Please list every line in the material below that contains the word "snow", copying each such line in full.

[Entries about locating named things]

┄┄┄┄┄┄

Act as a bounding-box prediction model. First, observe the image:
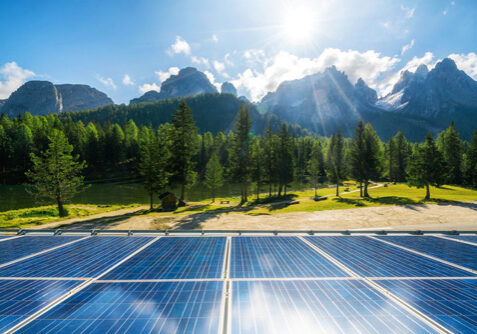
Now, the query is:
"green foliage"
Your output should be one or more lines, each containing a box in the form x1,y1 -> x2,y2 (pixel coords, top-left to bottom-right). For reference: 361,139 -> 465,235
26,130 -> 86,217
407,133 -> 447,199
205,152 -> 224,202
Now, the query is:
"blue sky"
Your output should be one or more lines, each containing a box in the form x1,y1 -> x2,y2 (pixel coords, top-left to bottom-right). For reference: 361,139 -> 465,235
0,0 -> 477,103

┄┄┄┄┄┄

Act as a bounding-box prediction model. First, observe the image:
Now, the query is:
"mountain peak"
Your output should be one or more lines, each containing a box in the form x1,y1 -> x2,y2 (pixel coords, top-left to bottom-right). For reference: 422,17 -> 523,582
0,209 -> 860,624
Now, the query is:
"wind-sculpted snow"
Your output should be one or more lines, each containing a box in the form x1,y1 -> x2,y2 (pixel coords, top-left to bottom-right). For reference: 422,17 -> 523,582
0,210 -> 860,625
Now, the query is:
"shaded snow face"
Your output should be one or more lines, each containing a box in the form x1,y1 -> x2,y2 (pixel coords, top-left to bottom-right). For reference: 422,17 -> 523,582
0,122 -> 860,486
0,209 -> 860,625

┄┄┄┄┄┄

» WRITTEN REPLY
"wind-sculpted snow"
"shaded snow face"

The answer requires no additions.